• **Instructions for the task**
Show the lines below that contain the string "picture".

• **Dataset**
────

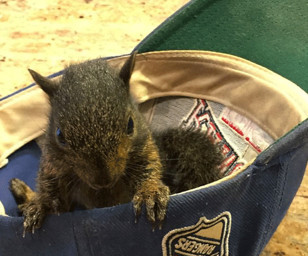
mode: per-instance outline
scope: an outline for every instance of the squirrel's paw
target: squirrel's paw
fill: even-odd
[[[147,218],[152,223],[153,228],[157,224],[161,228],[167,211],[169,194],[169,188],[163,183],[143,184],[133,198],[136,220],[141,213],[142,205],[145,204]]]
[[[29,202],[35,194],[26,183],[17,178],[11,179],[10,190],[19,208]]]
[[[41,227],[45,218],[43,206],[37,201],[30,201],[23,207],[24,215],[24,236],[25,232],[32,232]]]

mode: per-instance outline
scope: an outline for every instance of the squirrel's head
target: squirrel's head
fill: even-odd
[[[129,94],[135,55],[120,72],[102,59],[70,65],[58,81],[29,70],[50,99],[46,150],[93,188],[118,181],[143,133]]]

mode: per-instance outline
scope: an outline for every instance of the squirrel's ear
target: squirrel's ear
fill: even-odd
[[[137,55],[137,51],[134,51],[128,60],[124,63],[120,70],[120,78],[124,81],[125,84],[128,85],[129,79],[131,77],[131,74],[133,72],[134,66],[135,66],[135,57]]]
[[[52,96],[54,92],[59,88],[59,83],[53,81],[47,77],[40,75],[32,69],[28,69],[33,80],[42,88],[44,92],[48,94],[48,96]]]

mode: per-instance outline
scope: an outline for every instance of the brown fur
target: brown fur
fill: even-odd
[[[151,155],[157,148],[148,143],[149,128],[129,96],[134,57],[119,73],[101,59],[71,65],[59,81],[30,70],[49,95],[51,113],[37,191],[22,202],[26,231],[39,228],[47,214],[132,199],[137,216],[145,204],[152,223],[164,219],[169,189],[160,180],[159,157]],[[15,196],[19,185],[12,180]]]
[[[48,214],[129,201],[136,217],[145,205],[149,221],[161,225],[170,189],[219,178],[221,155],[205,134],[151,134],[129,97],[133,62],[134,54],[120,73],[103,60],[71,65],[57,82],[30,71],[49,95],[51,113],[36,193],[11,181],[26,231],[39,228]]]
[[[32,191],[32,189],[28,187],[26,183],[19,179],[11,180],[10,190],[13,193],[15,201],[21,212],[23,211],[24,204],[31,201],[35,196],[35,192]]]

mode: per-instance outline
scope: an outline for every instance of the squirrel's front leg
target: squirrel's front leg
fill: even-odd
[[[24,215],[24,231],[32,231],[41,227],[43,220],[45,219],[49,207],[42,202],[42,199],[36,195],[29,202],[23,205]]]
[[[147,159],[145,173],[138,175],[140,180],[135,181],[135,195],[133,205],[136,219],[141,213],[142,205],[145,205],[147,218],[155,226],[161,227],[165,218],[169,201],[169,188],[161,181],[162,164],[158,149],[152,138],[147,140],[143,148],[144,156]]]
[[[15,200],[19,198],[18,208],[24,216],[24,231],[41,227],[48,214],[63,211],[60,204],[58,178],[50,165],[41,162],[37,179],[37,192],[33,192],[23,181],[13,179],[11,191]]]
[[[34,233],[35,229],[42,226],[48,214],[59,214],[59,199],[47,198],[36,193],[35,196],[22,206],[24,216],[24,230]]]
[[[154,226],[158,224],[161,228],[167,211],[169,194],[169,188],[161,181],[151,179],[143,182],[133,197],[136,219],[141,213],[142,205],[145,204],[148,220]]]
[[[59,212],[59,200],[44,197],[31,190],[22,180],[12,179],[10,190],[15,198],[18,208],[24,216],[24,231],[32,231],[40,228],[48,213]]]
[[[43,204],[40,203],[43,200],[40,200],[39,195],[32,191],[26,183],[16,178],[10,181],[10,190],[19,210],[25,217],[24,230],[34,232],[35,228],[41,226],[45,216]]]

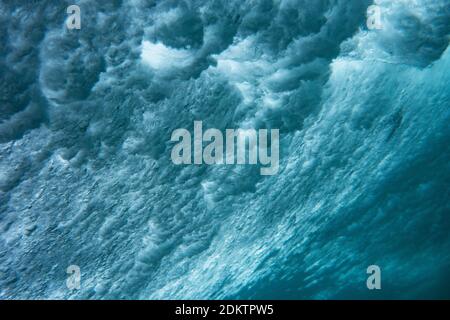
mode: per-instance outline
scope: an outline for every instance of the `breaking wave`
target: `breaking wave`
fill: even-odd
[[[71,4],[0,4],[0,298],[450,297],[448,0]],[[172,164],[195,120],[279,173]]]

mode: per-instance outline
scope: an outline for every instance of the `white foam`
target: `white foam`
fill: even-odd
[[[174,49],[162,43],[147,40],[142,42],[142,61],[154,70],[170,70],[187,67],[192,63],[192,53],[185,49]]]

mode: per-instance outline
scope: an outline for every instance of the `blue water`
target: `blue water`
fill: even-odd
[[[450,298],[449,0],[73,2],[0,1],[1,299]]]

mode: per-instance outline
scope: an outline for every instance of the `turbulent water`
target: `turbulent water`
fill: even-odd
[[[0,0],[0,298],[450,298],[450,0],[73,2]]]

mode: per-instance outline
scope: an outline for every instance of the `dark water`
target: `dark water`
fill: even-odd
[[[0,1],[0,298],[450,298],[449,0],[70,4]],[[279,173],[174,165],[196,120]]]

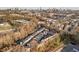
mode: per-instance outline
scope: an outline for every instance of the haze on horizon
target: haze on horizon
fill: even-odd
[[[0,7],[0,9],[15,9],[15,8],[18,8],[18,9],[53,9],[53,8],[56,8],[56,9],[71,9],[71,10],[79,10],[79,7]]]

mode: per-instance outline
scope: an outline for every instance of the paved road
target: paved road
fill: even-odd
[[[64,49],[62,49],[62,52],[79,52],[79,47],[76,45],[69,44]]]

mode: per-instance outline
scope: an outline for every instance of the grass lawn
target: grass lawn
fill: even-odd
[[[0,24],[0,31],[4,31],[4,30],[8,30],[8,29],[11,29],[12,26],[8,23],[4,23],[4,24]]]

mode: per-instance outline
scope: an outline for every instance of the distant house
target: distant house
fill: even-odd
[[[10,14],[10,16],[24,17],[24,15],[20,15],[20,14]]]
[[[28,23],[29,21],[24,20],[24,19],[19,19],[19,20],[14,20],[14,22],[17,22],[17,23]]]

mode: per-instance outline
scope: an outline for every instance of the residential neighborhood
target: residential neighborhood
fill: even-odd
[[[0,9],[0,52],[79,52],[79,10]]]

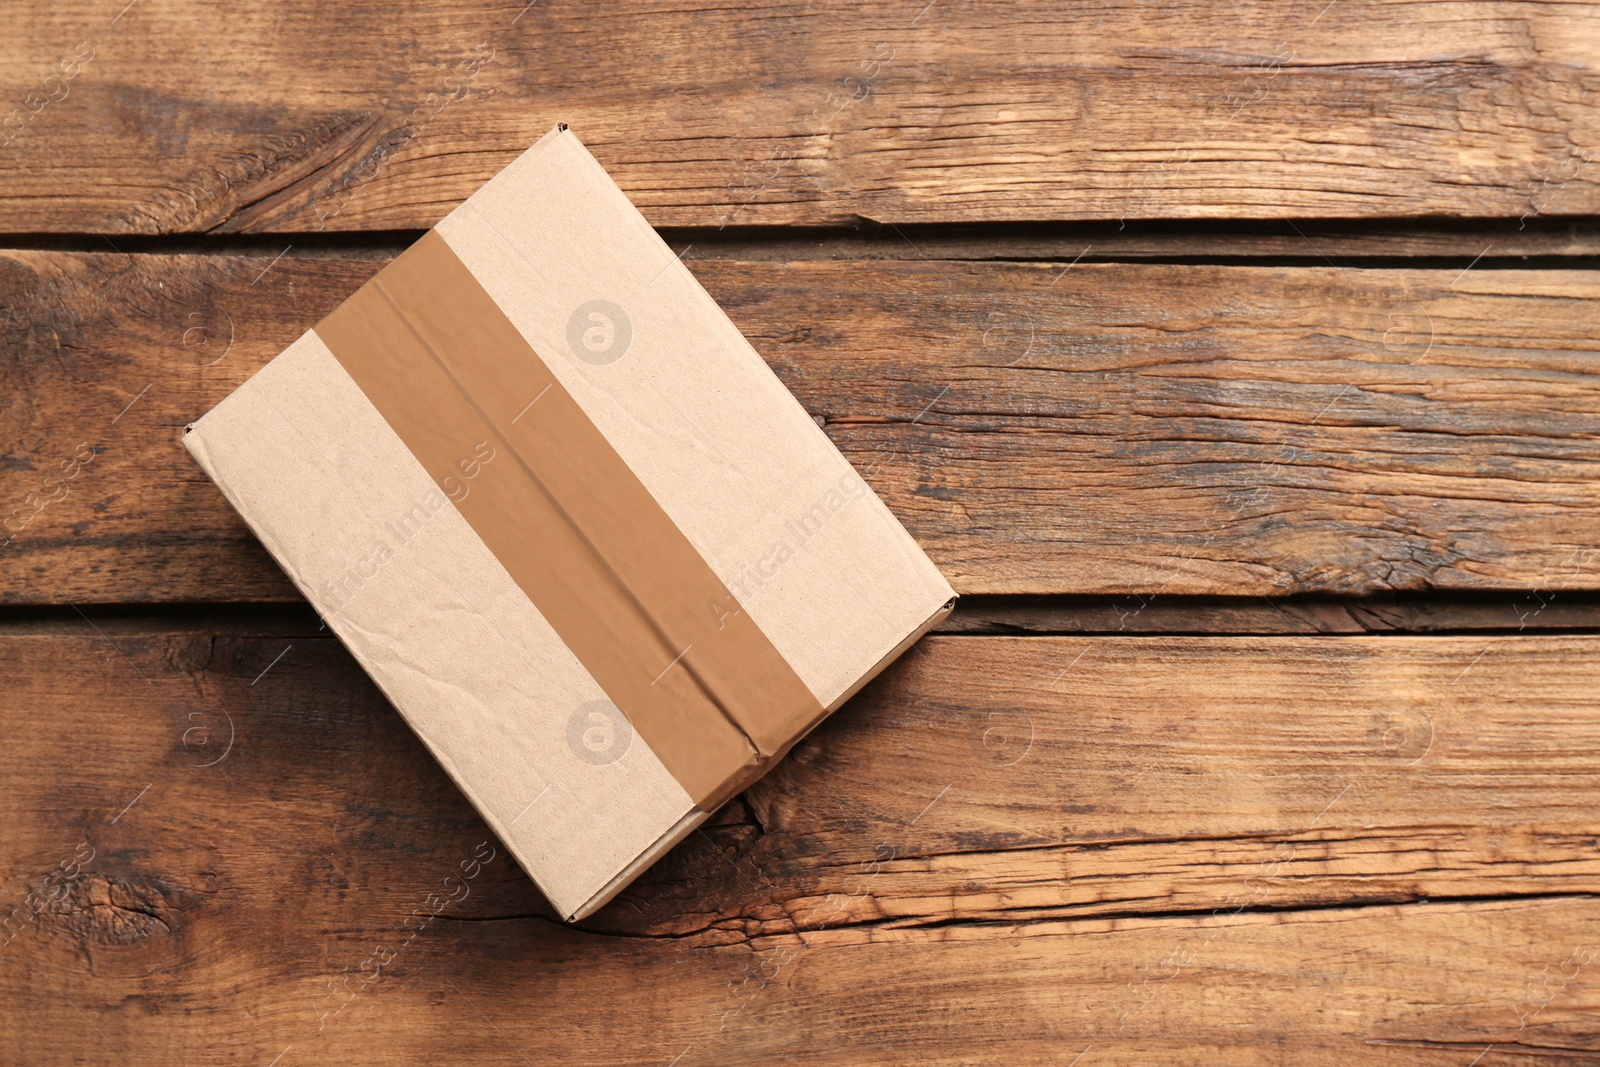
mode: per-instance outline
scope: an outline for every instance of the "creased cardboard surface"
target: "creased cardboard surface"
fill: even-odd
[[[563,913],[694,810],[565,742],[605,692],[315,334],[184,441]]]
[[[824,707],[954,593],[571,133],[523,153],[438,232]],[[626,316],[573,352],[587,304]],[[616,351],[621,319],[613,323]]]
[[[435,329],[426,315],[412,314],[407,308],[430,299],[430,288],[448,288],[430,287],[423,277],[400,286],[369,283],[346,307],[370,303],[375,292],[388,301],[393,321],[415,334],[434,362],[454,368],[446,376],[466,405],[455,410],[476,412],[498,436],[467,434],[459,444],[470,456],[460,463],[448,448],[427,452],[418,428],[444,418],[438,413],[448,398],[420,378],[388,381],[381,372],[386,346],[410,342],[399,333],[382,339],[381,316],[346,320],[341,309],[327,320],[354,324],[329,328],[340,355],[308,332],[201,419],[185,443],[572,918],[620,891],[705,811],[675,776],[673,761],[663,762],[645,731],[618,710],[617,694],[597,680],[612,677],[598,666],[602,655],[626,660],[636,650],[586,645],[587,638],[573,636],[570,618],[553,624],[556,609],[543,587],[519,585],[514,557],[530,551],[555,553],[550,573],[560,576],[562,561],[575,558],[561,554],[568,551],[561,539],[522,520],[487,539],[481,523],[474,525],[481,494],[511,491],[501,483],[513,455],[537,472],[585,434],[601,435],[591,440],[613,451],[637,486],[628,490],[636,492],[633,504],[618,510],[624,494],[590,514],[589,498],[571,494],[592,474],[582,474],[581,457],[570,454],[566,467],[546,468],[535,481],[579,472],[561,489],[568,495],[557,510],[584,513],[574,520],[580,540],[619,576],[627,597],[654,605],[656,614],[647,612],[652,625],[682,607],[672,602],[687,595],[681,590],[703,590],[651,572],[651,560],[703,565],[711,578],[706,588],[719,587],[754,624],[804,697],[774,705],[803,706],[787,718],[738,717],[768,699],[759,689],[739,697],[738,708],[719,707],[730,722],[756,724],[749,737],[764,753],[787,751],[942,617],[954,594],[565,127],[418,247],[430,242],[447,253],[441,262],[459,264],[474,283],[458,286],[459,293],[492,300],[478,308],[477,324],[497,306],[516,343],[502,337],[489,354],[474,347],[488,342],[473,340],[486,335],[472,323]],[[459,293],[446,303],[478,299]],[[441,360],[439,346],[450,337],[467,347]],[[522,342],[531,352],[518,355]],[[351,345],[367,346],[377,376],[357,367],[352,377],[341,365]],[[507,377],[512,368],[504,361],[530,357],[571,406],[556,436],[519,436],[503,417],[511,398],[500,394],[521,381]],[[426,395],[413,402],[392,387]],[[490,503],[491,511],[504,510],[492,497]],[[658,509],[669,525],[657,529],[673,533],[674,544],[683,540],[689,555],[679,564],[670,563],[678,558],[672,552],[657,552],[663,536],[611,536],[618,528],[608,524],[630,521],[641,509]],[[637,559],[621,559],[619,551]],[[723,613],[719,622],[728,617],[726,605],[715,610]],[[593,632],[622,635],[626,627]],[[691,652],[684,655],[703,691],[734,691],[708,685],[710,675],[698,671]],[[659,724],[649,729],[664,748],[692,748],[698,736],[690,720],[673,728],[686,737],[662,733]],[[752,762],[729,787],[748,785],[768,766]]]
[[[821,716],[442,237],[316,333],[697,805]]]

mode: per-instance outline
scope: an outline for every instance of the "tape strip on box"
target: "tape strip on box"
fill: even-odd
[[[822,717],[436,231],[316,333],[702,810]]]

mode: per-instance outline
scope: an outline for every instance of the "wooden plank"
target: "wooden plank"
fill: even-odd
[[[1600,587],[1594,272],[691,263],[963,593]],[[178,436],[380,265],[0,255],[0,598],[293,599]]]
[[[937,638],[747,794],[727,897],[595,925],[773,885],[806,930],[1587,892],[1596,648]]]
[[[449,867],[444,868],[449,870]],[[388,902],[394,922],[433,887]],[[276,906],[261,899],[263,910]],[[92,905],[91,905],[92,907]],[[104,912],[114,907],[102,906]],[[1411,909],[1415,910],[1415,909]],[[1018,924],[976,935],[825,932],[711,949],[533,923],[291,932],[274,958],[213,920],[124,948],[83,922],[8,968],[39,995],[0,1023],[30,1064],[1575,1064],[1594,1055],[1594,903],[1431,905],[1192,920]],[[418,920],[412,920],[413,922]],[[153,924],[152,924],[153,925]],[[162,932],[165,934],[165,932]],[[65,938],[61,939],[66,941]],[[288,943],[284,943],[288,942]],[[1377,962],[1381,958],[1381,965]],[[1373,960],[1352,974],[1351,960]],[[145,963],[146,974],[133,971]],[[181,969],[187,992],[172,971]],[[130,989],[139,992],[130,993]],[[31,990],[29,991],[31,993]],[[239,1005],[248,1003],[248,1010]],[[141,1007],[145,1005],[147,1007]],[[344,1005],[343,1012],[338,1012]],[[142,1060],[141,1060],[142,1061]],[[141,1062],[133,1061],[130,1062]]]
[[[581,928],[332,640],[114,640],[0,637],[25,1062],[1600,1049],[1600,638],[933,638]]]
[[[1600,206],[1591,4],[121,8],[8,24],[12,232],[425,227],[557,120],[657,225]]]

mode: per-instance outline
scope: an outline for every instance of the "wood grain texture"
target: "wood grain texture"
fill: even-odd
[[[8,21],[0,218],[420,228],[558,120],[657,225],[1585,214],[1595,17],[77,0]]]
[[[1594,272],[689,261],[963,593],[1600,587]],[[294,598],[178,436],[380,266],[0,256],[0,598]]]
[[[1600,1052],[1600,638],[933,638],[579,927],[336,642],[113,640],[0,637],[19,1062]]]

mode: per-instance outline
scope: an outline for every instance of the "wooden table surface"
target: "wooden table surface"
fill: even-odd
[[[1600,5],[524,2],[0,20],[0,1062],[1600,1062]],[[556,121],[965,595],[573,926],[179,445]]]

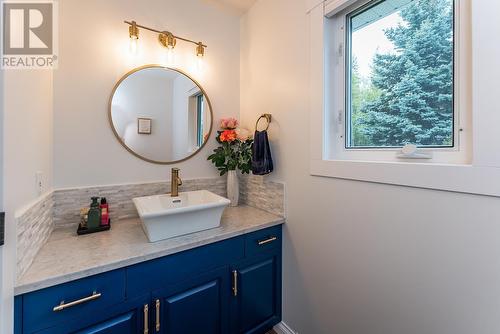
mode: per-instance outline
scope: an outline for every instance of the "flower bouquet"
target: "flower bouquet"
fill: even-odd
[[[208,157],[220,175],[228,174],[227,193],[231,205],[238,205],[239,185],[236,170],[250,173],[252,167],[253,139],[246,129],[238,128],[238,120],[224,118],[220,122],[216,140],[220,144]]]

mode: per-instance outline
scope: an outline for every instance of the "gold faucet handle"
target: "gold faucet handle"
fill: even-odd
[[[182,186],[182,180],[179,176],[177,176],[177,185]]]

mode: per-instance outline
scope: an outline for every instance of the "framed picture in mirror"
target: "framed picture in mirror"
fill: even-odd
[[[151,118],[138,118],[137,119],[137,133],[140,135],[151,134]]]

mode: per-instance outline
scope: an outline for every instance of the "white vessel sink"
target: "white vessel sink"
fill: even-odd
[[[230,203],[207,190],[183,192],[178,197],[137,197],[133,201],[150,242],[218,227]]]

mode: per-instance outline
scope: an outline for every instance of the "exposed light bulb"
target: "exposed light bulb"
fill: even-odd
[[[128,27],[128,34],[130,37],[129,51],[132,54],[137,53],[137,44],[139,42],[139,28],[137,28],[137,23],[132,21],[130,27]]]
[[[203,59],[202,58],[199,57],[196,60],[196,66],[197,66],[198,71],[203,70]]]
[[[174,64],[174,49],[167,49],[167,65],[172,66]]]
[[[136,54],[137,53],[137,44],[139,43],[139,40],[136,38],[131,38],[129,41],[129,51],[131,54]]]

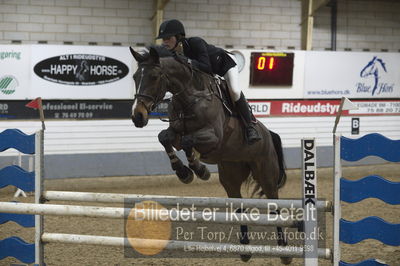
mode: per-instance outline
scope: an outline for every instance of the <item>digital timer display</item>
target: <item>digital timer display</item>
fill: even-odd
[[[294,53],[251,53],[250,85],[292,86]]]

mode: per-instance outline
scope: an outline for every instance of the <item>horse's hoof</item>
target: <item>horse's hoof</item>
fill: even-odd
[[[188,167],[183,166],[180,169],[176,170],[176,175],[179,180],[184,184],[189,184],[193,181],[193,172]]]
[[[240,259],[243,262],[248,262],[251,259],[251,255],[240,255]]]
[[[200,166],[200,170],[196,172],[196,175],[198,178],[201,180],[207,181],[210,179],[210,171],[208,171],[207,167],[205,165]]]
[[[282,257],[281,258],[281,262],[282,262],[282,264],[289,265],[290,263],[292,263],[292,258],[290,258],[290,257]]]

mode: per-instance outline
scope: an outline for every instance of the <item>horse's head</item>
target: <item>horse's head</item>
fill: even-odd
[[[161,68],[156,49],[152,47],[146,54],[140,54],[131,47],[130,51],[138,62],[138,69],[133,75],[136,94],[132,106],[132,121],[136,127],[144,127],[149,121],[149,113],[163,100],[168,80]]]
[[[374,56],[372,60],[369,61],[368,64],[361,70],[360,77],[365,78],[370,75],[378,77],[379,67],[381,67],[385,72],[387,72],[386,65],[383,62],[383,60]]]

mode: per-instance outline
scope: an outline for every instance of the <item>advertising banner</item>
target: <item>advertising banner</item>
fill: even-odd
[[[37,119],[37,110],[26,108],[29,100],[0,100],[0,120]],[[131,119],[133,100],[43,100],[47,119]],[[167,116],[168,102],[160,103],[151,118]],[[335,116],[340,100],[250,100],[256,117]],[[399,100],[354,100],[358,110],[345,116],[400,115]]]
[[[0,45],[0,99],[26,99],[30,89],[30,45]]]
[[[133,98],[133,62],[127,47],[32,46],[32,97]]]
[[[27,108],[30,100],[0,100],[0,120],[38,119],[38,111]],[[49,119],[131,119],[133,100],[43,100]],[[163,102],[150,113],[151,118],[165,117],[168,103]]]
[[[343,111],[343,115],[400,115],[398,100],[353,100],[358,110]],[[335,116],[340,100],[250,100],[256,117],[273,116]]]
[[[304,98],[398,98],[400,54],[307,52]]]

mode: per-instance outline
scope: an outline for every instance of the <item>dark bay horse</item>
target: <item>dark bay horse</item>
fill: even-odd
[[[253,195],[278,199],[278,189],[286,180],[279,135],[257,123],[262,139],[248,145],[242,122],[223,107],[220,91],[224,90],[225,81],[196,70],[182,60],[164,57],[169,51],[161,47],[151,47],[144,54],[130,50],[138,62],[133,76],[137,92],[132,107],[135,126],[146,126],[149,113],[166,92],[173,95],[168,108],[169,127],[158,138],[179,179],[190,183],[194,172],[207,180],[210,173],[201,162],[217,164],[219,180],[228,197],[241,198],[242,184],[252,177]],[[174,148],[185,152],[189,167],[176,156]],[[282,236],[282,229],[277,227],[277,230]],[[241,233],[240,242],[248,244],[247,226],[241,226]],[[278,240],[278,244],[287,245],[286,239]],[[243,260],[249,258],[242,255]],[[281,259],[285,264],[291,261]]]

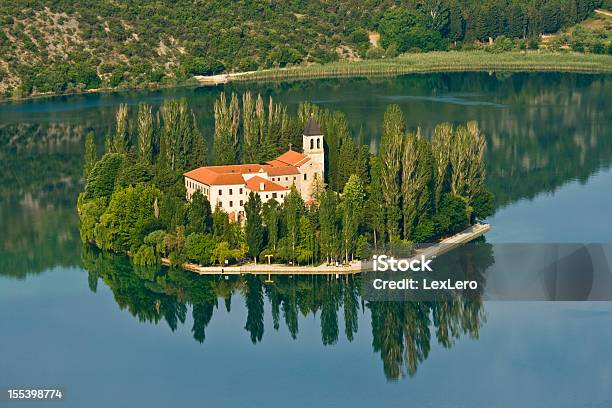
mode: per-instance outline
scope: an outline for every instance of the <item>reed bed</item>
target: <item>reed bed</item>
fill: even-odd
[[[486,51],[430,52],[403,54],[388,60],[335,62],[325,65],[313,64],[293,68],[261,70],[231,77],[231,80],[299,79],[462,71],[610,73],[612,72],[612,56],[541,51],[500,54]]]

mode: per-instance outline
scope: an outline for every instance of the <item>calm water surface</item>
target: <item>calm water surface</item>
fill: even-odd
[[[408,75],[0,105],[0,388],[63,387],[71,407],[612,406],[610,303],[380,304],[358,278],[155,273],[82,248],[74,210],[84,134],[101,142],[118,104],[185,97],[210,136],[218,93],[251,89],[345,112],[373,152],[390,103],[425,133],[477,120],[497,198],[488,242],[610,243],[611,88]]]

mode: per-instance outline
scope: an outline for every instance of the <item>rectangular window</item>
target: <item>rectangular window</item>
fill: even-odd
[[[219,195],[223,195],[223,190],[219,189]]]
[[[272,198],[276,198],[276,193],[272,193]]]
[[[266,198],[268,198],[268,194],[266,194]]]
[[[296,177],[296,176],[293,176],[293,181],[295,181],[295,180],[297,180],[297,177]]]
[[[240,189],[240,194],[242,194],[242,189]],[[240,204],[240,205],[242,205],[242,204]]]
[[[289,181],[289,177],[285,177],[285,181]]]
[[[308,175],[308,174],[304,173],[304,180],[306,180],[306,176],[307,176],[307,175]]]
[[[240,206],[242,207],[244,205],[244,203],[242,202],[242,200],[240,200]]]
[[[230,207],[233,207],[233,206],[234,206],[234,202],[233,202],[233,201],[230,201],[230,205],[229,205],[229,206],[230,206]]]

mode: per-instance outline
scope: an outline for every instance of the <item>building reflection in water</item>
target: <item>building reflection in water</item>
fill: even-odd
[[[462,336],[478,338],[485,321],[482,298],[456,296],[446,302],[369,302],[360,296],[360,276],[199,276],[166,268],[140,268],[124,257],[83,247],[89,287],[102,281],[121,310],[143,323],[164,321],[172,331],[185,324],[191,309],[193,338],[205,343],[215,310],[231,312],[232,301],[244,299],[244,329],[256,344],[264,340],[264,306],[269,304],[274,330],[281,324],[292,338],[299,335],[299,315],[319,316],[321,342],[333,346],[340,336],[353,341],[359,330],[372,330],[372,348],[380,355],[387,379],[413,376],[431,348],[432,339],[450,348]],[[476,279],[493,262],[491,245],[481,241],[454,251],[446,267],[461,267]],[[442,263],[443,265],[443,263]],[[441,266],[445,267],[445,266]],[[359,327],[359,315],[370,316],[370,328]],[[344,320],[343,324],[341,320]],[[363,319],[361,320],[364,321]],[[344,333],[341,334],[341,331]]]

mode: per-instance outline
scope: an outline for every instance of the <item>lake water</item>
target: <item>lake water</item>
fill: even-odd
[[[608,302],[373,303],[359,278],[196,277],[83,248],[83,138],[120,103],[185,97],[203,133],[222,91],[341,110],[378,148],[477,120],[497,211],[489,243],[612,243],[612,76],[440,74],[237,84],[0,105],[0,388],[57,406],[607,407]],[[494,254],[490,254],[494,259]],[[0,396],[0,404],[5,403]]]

────

• **Result of the task**
scope: an outline for every instance of the "framed picture in mirror"
target: "framed picture in mirror"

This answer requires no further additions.